## EINTRÄGE
- - -
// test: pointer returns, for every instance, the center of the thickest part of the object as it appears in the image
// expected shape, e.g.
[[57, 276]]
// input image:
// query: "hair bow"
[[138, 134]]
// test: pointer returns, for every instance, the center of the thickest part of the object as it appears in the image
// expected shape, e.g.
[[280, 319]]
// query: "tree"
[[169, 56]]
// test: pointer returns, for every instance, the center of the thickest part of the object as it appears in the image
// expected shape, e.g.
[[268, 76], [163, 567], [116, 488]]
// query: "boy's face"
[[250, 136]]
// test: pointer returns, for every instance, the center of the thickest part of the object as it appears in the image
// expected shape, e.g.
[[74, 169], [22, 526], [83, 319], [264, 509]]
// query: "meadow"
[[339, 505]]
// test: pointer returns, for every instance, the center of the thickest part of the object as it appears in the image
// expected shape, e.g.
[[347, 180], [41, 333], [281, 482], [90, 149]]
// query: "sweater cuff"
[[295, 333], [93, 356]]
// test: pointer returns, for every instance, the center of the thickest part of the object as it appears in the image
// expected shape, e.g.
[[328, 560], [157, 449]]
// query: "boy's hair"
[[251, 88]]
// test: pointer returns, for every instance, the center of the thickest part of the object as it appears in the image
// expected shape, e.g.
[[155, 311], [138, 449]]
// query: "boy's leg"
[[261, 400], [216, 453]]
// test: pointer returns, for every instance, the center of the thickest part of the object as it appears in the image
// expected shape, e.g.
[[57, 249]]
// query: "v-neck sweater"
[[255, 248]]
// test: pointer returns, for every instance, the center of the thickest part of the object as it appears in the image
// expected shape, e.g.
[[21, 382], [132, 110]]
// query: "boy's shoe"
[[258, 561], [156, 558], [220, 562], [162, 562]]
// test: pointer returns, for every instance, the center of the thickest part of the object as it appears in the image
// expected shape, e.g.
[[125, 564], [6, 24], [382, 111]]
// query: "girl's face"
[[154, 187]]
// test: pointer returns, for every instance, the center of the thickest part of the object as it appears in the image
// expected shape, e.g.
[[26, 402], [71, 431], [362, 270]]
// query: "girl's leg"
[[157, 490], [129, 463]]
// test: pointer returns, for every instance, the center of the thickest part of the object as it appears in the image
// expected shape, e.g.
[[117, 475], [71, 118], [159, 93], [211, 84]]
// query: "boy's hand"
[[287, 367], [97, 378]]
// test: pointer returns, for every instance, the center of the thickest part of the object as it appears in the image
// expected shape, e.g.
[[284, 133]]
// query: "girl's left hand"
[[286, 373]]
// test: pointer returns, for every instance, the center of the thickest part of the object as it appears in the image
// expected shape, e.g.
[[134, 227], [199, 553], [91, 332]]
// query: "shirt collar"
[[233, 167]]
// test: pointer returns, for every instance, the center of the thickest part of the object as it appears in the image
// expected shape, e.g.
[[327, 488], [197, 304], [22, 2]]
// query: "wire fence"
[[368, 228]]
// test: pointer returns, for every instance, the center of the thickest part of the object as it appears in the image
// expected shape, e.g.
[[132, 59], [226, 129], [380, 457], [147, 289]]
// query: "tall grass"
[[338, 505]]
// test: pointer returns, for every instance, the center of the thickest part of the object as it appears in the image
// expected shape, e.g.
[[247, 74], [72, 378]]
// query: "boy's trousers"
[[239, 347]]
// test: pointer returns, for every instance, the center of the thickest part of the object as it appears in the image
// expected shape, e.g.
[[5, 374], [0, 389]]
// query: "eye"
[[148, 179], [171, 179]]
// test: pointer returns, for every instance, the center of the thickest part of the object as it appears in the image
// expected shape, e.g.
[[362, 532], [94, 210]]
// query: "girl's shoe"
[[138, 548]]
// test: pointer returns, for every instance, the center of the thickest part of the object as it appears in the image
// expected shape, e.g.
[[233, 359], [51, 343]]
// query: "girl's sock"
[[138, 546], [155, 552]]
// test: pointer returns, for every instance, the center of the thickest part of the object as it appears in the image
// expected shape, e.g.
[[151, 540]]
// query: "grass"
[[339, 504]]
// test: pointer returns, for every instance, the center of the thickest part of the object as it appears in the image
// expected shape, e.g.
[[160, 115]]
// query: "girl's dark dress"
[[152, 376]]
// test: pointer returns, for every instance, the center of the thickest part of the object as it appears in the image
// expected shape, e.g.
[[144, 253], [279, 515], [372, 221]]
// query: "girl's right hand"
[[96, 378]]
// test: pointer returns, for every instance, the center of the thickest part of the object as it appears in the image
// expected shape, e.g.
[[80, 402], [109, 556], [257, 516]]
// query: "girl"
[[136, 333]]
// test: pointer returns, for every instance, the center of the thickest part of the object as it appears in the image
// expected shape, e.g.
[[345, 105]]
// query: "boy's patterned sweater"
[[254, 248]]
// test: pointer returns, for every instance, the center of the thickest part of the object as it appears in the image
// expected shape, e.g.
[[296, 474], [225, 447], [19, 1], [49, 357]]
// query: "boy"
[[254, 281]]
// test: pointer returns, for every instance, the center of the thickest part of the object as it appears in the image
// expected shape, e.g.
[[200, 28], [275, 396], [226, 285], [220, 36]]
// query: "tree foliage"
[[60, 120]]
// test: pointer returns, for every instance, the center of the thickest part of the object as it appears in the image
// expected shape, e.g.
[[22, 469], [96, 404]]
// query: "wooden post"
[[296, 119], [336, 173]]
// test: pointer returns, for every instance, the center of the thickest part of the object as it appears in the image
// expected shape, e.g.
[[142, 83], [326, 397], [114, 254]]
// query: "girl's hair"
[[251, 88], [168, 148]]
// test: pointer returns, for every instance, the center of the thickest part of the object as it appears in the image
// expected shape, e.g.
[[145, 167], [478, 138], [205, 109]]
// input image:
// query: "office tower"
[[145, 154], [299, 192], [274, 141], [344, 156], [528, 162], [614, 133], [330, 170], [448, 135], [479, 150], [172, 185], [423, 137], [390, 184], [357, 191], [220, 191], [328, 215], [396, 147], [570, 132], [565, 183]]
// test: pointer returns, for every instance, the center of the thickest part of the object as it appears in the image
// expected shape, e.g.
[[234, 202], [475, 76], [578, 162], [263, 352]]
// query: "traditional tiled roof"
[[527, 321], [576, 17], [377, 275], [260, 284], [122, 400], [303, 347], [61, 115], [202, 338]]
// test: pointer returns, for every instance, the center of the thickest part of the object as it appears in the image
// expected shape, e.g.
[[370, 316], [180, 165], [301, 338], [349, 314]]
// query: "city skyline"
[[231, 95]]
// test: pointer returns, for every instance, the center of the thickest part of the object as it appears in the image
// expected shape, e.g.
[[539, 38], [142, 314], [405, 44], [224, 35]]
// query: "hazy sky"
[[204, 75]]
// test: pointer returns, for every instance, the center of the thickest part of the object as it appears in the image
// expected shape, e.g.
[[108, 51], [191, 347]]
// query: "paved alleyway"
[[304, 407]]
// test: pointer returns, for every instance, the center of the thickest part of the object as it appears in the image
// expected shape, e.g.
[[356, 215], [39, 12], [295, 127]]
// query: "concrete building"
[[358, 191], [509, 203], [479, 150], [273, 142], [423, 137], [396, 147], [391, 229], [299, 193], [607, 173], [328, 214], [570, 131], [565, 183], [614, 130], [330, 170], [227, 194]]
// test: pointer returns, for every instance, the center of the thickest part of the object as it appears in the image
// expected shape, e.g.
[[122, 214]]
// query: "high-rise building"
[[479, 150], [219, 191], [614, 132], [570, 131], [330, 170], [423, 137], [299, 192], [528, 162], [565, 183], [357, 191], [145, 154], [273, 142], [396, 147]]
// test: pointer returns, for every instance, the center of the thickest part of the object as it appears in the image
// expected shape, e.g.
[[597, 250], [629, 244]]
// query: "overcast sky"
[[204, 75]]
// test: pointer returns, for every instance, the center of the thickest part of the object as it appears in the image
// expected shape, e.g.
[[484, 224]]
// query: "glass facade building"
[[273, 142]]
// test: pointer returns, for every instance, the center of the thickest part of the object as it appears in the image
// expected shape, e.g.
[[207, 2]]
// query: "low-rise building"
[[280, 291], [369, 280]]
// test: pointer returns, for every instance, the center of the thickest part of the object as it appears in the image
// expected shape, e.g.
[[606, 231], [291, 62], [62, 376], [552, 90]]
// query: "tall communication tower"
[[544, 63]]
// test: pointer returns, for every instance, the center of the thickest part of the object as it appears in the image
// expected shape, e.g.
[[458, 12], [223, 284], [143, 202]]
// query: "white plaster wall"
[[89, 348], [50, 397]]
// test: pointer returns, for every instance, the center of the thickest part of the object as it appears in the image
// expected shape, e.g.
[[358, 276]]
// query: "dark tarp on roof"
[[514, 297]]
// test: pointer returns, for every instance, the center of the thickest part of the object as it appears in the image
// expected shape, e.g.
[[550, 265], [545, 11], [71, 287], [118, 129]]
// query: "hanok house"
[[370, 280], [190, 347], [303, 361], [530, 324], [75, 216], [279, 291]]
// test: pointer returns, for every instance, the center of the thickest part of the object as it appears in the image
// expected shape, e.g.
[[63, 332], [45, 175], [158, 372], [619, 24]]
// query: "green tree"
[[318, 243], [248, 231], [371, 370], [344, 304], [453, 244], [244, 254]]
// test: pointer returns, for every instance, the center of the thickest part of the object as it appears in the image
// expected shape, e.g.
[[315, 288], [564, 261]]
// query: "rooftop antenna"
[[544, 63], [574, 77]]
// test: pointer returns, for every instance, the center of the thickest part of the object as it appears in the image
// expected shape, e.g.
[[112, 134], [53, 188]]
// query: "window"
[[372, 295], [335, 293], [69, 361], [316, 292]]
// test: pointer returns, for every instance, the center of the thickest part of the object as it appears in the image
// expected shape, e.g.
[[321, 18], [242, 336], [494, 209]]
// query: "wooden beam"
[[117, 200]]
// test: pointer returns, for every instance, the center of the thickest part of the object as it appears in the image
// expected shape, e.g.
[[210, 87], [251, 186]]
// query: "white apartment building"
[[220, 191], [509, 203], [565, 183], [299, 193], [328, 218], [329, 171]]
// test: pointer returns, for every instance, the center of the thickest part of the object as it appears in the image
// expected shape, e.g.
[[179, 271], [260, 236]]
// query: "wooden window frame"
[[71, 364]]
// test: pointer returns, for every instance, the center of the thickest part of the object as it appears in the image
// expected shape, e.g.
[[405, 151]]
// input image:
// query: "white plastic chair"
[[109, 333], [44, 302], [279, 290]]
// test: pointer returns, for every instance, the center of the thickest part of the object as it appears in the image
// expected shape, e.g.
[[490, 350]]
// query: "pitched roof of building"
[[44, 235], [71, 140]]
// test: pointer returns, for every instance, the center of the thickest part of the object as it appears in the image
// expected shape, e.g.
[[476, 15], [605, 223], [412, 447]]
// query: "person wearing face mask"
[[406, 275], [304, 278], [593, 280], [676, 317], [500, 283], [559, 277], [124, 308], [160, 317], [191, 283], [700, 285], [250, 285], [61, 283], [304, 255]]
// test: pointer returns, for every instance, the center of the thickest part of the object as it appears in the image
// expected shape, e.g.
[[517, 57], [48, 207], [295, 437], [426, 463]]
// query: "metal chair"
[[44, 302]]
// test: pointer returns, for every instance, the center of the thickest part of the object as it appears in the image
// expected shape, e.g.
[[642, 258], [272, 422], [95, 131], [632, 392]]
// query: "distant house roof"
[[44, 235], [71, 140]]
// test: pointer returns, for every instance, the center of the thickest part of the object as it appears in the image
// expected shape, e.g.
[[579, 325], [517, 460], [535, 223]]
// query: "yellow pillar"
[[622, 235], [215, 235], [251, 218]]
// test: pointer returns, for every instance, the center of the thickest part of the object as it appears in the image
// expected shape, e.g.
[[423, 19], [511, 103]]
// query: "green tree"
- - -
## ZIEL DER ÜBUNG
Gib die Einträge vom Anfang bis einschließlich der Zeile mit "[[250, 136]]" erneut wieder und tausche dabei "tree" gegen "bush" aus. Alles andere bleibt unverändert.

## LÖSUNG DER AUFGABE
// test: pointer returns, for every instance, the center of the thickest part of the object as it appears in the image
// expected shape, e.g.
[[57, 276]]
// input image:
// query: "hair bow"
[[138, 134]]
// test: pointer returns, for every instance, the center of the thickest part of the object as it appears in the image
// expected shape, e.g.
[[280, 319]]
// query: "bush"
[[169, 56]]
// test: pointer returns, for every instance, the center of the thickest part of the object as it appears in the image
// expected shape, e.g.
[[268, 76], [163, 567], [116, 488]]
// query: "boy's face"
[[250, 136]]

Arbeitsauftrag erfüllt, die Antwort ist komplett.